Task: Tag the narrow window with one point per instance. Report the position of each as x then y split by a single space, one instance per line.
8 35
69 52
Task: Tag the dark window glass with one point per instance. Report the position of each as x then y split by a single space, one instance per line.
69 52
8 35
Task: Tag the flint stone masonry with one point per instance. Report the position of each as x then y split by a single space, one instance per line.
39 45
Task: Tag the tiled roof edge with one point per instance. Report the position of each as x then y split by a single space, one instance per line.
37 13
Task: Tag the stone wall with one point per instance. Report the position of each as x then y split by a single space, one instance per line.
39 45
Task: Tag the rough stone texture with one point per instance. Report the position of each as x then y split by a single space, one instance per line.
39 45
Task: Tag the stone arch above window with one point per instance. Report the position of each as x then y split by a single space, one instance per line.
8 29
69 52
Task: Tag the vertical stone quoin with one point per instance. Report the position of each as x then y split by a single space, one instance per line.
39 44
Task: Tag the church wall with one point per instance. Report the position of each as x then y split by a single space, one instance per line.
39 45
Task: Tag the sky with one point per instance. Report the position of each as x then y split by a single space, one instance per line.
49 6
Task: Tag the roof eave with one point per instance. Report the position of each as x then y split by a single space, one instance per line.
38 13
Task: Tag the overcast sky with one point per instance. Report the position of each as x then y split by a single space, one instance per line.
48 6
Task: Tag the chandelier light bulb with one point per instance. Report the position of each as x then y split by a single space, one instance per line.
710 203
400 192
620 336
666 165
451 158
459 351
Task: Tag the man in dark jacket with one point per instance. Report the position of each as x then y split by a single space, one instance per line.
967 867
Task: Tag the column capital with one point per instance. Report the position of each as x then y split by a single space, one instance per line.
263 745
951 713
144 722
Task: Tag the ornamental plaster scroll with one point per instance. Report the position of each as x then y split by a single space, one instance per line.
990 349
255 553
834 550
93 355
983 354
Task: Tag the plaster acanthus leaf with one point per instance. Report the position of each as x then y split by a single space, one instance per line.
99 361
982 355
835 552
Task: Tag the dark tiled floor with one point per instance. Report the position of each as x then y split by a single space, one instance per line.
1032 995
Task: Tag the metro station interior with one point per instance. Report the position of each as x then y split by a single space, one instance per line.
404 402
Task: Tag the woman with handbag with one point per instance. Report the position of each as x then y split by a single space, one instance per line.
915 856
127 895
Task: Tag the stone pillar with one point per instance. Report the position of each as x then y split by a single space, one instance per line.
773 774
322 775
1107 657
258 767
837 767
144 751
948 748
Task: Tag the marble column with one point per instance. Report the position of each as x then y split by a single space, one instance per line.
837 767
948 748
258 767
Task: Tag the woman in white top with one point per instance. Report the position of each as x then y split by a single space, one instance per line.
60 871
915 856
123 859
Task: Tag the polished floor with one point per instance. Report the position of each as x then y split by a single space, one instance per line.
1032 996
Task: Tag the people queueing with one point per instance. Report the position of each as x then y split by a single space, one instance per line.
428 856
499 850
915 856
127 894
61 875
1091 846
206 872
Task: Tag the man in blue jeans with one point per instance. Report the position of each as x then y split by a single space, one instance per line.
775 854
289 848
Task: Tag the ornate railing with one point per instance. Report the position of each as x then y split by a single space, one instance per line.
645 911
______
§ **Prompt**
Express everything from the line containing "Task: Tag the woman with" down to the very last of the lines above as a JSON list of strings, one string per line, with blank lines left out.

§ **Response below**
[
  "Task: Tag the woman with handbag with one point per instance. Report the position of each as x then y split by a single space, one instance per line.",
  "915 856",
  "127 895",
  "Task: Tag the stone pillar with one point per instance. Report the position of each as x then y split by a single space, one instance per line.",
  "773 774",
  "322 775",
  "1107 657",
  "258 767",
  "837 767",
  "144 751",
  "948 748",
  "Task: Tag the marble column with one point per instance. Report the position of each as x then y split by a single space, one instance per line.",
  "837 767",
  "948 748",
  "258 767",
  "Task: Tag the woman in white top with one point per instance. Report the position of each as x then y split by a single space, one instance per line.",
  "60 871",
  "915 856",
  "123 859",
  "Task: Tag the polished floor with one point per instance. Report the position of each as x then y split by a single space, one instance per line.",
  "1032 996",
  "Task: Tag the people queueing with one point per instance. Report the position of each as x then y split by a single space, one instance per line.",
  "428 856",
  "499 850",
  "915 856",
  "127 894",
  "61 875",
  "1091 846",
  "206 872",
  "Task: Tag the man in blue jeans with one point per instance. Report the position of each as x then y split by a single space, one instance per line.",
  "775 854",
  "289 848",
  "Task: Tag the ornate railing with one point per instance. Report the position of each as x then y split by a single space, one instance per line.",
  "645 911"
]